Start of EXTRACT PROVIDED

While it's not necessarily bad to exercise before bed, it is technically a physical "stressor." So if you find that you're a light sleeper, you may want to move your workout routine to earlier in the day, and see if that makes a difference.


Your Bedroom Is Too Warm


While you might think a warm and cozy bedroom is where it's at for good sleep, the opposite is actually true.

"One of the main factors that impact falling and staying asleep is temperature," Franceschetti says. "Sleep happens with your core temperature drops. If this doesn't happen then you have trouble with both falling and staying asleep during the night."

That's why lowering the heat before you hit the hay is a good idea. As Franceschetti says, the room should be anywhere from 61 and 68 degrees. Once you cool it all down, you may find that you sleep better.


You Have A Sleep Disorder


While you might not think a sleep disorder could be to blame, it's definitely worth looking into.

"It’s important that if people are waking up frequently throughout the night that they make sure they’ve considered obstructive sleep apnea as a cause," Nicole Harkin MD FACC, of Manhattan Cardiovascular Associates, tells Bustle. "Other things that could clue you in that this might be the case include snoring, someone telling you that you stop breathing in your sleep, excessive daytime sleepiness, or unexplained high blood pressure."

End of EXTRACT PROVIDED
Start of GIVEN ENTRIES

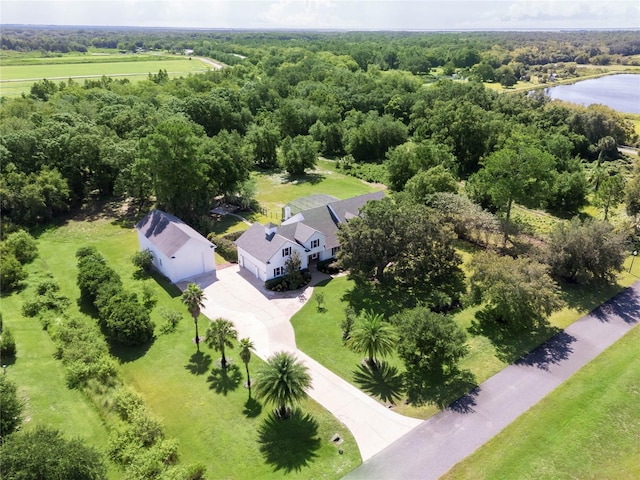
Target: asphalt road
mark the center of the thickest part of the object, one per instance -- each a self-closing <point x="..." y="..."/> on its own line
<point x="431" y="449"/>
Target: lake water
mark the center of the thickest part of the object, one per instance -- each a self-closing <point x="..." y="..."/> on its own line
<point x="620" y="92"/>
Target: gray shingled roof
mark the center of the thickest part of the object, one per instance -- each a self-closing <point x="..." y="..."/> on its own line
<point x="324" y="219"/>
<point x="260" y="245"/>
<point x="168" y="232"/>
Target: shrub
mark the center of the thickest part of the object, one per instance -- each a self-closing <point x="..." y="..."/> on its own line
<point x="7" y="344"/>
<point x="225" y="248"/>
<point x="12" y="272"/>
<point x="12" y="407"/>
<point x="23" y="246"/>
<point x="171" y="317"/>
<point x="329" y="266"/>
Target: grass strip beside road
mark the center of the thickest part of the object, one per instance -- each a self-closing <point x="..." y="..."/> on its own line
<point x="587" y="428"/>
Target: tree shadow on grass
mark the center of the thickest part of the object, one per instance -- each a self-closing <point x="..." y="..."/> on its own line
<point x="128" y="353"/>
<point x="224" y="380"/>
<point x="456" y="390"/>
<point x="384" y="382"/>
<point x="199" y="363"/>
<point x="252" y="408"/>
<point x="289" y="444"/>
<point x="367" y="296"/>
<point x="511" y="341"/>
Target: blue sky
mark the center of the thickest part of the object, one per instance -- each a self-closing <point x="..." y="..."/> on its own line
<point x="329" y="14"/>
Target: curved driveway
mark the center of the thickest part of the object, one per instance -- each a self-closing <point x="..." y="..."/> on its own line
<point x="264" y="317"/>
<point x="443" y="440"/>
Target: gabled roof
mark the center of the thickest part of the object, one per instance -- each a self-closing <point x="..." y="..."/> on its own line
<point x="261" y="245"/>
<point x="168" y="232"/>
<point x="300" y="228"/>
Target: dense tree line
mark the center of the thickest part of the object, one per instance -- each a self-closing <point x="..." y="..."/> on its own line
<point x="183" y="142"/>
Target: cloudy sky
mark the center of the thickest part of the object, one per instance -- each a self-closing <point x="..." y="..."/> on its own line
<point x="329" y="14"/>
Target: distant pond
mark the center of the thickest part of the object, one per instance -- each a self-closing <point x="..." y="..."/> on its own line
<point x="620" y="92"/>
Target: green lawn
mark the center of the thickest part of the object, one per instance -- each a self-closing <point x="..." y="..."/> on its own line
<point x="16" y="79"/>
<point x="319" y="333"/>
<point x="587" y="428"/>
<point x="208" y="414"/>
<point x="276" y="189"/>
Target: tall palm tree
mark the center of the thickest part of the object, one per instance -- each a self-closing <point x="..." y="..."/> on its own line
<point x="221" y="334"/>
<point x="373" y="336"/>
<point x="246" y="346"/>
<point x="193" y="297"/>
<point x="283" y="382"/>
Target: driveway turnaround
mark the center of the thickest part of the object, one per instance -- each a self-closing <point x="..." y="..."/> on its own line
<point x="263" y="316"/>
<point x="430" y="450"/>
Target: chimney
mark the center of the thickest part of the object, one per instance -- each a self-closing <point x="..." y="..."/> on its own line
<point x="270" y="229"/>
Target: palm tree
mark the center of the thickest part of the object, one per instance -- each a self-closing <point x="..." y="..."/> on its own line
<point x="372" y="336"/>
<point x="193" y="297"/>
<point x="283" y="382"/>
<point x="221" y="334"/>
<point x="246" y="346"/>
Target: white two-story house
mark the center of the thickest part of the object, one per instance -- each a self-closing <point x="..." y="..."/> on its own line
<point x="264" y="249"/>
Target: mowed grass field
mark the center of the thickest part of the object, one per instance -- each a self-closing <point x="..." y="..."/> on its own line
<point x="589" y="427"/>
<point x="16" y="79"/>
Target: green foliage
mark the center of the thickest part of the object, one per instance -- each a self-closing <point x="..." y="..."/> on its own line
<point x="407" y="160"/>
<point x="225" y="247"/>
<point x="425" y="183"/>
<point x="22" y="245"/>
<point x="45" y="453"/>
<point x="143" y="260"/>
<point x="7" y="344"/>
<point x="126" y="320"/>
<point x="83" y="351"/>
<point x="46" y="298"/>
<point x="519" y="173"/>
<point x="219" y="335"/>
<point x="515" y="292"/>
<point x="299" y="154"/>
<point x="372" y="335"/>
<point x="401" y="245"/>
<point x="581" y="250"/>
<point x="11" y="413"/>
<point x="282" y="382"/>
<point x="12" y="273"/>
<point x="171" y="319"/>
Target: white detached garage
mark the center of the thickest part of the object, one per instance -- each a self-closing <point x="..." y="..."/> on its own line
<point x="179" y="252"/>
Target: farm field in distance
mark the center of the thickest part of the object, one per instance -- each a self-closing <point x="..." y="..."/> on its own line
<point x="19" y="73"/>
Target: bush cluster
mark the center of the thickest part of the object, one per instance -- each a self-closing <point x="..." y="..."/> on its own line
<point x="46" y="298"/>
<point x="18" y="249"/>
<point x="122" y="316"/>
<point x="225" y="247"/>
<point x="284" y="284"/>
<point x="83" y="352"/>
<point x="329" y="266"/>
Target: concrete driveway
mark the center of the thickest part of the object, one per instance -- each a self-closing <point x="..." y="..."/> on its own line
<point x="263" y="316"/>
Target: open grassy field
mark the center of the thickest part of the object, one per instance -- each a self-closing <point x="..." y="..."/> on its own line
<point x="277" y="188"/>
<point x="212" y="417"/>
<point x="17" y="77"/>
<point x="587" y="428"/>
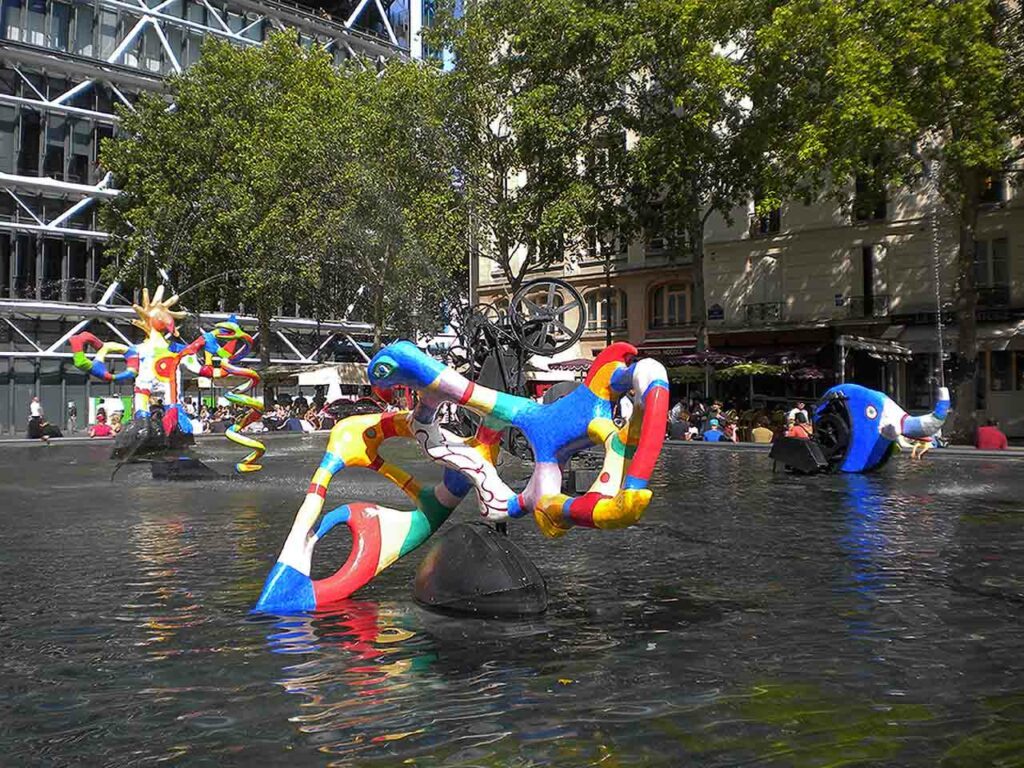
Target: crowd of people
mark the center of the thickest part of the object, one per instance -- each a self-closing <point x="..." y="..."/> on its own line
<point x="689" y="419"/>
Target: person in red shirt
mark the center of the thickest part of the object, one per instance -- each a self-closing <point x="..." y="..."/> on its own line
<point x="801" y="428"/>
<point x="990" y="437"/>
<point x="100" y="428"/>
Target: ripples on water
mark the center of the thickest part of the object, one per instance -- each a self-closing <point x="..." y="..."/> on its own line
<point x="752" y="619"/>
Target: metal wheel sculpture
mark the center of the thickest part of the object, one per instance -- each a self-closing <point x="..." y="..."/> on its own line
<point x="545" y="316"/>
<point x="540" y="313"/>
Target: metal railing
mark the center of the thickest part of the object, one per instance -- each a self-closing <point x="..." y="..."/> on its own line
<point x="993" y="296"/>
<point x="763" y="313"/>
<point x="867" y="306"/>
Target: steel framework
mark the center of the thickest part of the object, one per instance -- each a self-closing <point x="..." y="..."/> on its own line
<point x="34" y="333"/>
<point x="123" y="68"/>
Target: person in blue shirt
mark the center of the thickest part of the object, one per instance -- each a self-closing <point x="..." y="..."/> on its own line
<point x="714" y="434"/>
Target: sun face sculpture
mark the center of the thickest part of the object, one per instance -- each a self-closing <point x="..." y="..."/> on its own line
<point x="155" y="366"/>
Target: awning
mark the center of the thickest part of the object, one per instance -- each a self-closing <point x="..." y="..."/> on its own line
<point x="879" y="348"/>
<point x="711" y="357"/>
<point x="810" y="373"/>
<point x="663" y="348"/>
<point x="577" y="364"/>
<point x="778" y="355"/>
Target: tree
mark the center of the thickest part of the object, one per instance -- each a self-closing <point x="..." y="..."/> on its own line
<point x="296" y="181"/>
<point x="396" y="222"/>
<point x="217" y="183"/>
<point x="889" y="88"/>
<point x="539" y="110"/>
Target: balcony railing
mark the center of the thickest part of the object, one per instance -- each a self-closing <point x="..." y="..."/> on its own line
<point x="594" y="325"/>
<point x="763" y="313"/>
<point x="867" y="306"/>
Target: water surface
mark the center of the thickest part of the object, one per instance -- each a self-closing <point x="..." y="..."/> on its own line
<point x="753" y="619"/>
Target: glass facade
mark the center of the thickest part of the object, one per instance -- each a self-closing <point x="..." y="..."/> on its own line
<point x="66" y="65"/>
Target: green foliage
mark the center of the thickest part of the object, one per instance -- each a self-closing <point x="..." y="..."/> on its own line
<point x="888" y="90"/>
<point x="880" y="87"/>
<point x="539" y="103"/>
<point x="296" y="180"/>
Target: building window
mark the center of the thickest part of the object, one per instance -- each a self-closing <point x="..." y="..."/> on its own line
<point x="601" y="313"/>
<point x="991" y="271"/>
<point x="1000" y="374"/>
<point x="670" y="305"/>
<point x="868" y="198"/>
<point x="663" y="243"/>
<point x="611" y="246"/>
<point x="767" y="222"/>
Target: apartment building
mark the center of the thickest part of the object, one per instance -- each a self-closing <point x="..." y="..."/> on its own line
<point x="841" y="292"/>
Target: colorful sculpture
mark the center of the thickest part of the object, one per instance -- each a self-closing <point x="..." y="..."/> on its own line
<point x="154" y="365"/>
<point x="857" y="426"/>
<point x="555" y="432"/>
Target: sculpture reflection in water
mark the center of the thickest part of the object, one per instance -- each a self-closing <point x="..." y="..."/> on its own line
<point x="555" y="432"/>
<point x="154" y="365"/>
<point x="369" y="673"/>
<point x="855" y="430"/>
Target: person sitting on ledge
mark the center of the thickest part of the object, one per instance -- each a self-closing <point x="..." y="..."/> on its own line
<point x="990" y="437"/>
<point x="801" y="428"/>
<point x="714" y="433"/>
<point x="100" y="428"/>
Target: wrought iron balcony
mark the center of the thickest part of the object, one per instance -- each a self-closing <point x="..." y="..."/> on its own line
<point x="867" y="306"/>
<point x="763" y="313"/>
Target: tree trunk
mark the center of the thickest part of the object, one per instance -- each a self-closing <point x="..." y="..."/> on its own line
<point x="965" y="397"/>
<point x="378" y="317"/>
<point x="263" y="327"/>
<point x="698" y="311"/>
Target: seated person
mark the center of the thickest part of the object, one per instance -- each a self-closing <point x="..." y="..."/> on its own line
<point x="761" y="433"/>
<point x="714" y="433"/>
<point x="990" y="437"/>
<point x="100" y="428"/>
<point x="801" y="428"/>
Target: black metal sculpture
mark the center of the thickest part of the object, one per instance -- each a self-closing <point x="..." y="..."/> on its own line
<point x="545" y="316"/>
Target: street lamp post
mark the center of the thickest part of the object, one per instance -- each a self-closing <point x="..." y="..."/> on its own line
<point x="607" y="295"/>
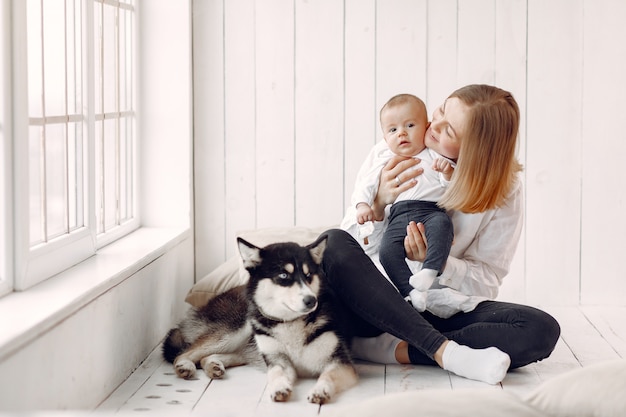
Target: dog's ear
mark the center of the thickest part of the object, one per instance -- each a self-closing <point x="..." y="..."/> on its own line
<point x="317" y="249"/>
<point x="250" y="254"/>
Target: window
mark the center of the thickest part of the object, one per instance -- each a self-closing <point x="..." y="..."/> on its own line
<point x="75" y="103"/>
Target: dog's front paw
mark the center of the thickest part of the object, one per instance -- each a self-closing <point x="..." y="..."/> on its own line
<point x="185" y="368"/>
<point x="214" y="369"/>
<point x="281" y="395"/>
<point x="318" y="397"/>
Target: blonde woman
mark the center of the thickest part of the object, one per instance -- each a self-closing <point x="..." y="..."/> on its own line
<point x="463" y="329"/>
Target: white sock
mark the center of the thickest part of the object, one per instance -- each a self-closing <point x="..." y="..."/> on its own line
<point x="423" y="279"/>
<point x="379" y="349"/>
<point x="418" y="300"/>
<point x="487" y="365"/>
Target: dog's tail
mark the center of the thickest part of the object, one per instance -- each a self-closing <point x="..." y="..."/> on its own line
<point x="173" y="345"/>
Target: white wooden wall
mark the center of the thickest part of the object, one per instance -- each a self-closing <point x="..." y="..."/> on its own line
<point x="287" y="94"/>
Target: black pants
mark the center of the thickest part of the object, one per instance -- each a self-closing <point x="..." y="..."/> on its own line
<point x="439" y="235"/>
<point x="371" y="305"/>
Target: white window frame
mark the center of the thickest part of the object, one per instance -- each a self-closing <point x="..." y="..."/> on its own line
<point x="35" y="264"/>
<point x="6" y="177"/>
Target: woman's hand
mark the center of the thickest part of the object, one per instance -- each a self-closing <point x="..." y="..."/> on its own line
<point x="396" y="177"/>
<point x="415" y="244"/>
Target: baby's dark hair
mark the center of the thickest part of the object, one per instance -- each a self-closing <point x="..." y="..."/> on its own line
<point x="400" y="99"/>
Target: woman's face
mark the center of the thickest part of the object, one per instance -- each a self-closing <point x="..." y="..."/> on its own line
<point x="447" y="128"/>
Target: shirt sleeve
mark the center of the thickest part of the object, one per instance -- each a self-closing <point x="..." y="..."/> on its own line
<point x="486" y="261"/>
<point x="368" y="176"/>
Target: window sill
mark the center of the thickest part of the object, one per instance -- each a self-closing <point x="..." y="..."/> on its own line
<point x="26" y="315"/>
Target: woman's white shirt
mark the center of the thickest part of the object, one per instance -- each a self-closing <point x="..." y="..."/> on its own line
<point x="480" y="257"/>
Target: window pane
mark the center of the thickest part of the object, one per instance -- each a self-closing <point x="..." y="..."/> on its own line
<point x="57" y="164"/>
<point x="56" y="180"/>
<point x="35" y="134"/>
<point x="35" y="73"/>
<point x="54" y="52"/>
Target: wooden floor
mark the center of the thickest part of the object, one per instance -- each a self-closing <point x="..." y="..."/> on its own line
<point x="589" y="335"/>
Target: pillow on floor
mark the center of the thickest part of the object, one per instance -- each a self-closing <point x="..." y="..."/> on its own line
<point x="439" y="403"/>
<point x="595" y="390"/>
<point x="232" y="273"/>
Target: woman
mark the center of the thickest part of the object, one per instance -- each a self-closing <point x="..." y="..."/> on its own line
<point x="463" y="330"/>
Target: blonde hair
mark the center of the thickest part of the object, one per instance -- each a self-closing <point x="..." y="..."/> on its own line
<point x="487" y="167"/>
<point x="400" y="99"/>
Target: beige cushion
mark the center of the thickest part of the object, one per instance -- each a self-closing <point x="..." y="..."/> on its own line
<point x="439" y="403"/>
<point x="595" y="390"/>
<point x="232" y="273"/>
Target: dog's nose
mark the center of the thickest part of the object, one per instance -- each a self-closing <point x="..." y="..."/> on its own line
<point x="310" y="301"/>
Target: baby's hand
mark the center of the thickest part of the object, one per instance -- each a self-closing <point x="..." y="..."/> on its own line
<point x="364" y="213"/>
<point x="444" y="166"/>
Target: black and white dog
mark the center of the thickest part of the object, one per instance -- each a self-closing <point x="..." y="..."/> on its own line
<point x="284" y="313"/>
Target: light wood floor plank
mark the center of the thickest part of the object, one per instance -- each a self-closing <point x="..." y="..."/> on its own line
<point x="400" y="378"/>
<point x="582" y="338"/>
<point x="610" y="321"/>
<point x="240" y="391"/>
<point x="128" y="388"/>
<point x="589" y="335"/>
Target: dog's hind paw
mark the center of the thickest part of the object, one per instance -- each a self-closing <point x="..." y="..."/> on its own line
<point x="318" y="397"/>
<point x="185" y="368"/>
<point x="281" y="395"/>
<point x="214" y="370"/>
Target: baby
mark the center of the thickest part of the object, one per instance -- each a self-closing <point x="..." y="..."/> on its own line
<point x="404" y="122"/>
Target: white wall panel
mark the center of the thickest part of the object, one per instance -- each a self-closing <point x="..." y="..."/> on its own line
<point x="603" y="191"/>
<point x="553" y="160"/>
<point x="319" y="74"/>
<point x="275" y="124"/>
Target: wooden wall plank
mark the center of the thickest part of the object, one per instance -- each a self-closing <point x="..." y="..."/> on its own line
<point x="553" y="150"/>
<point x="400" y="48"/>
<point x="603" y="190"/>
<point x="239" y="116"/>
<point x="361" y="127"/>
<point x="274" y="95"/>
<point x="476" y="42"/>
<point x="510" y="74"/>
<point x="442" y="52"/>
<point x="319" y="73"/>
<point x="209" y="160"/>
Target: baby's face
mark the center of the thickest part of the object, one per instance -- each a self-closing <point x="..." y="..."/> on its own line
<point x="404" y="126"/>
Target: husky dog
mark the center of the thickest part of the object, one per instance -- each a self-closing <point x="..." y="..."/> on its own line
<point x="284" y="313"/>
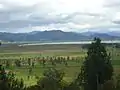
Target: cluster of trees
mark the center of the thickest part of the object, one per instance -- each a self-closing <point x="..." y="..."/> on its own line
<point x="41" y="60"/>
<point x="96" y="73"/>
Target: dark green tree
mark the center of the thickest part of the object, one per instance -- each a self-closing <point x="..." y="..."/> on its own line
<point x="8" y="81"/>
<point x="0" y="43"/>
<point x="52" y="80"/>
<point x="97" y="68"/>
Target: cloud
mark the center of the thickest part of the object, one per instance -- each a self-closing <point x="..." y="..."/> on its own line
<point x="68" y="15"/>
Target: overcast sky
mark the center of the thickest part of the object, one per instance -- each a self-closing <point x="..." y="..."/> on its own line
<point x="67" y="15"/>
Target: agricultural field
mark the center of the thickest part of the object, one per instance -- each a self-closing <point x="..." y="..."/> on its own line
<point x="69" y="58"/>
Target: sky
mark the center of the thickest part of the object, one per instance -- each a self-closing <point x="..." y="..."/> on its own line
<point x="66" y="15"/>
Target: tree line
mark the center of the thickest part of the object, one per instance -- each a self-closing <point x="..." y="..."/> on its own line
<point x="97" y="73"/>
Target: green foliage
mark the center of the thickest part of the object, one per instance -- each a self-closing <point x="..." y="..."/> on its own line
<point x="118" y="82"/>
<point x="8" y="81"/>
<point x="97" y="68"/>
<point x="52" y="80"/>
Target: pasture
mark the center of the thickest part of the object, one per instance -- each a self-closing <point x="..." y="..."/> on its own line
<point x="72" y="54"/>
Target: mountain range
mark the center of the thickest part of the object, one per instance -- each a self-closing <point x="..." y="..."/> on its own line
<point x="57" y="35"/>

End of GIVEN ENTRIES

* **REQUIRED ACTION**
Continue the article above about what keeps people from sleeping well, starting right after its final sentence.

* **RESULT OF THE TASK**
Your doctor can do tests to figure out sleep apnea is what's keeping you awake, and prescribe remedies so you can finally get the sleep you need.


You Have Acid Reflux


If you're someone who suffers from acid reflux, it might be what's keeping you awake — and for reasons you may not have even considered.

"Acid reflux can trigger both adrenaline release and pain," sleep expert Jacob Teitelbaum, MD, tells Bustle. "Both of these disrupt deep sleep." So it's not just the other typical symptoms, such as heartburn or nausea, that might have you tossing and turning.

Being a light sleeper can be tough, especially if you're waking up tired all the time. But by treating any underlying health conditions, as well as making a few tweaks to your daily routine, you can turn yourself into a deep sleeper, and snooze through the night with the best of 'em.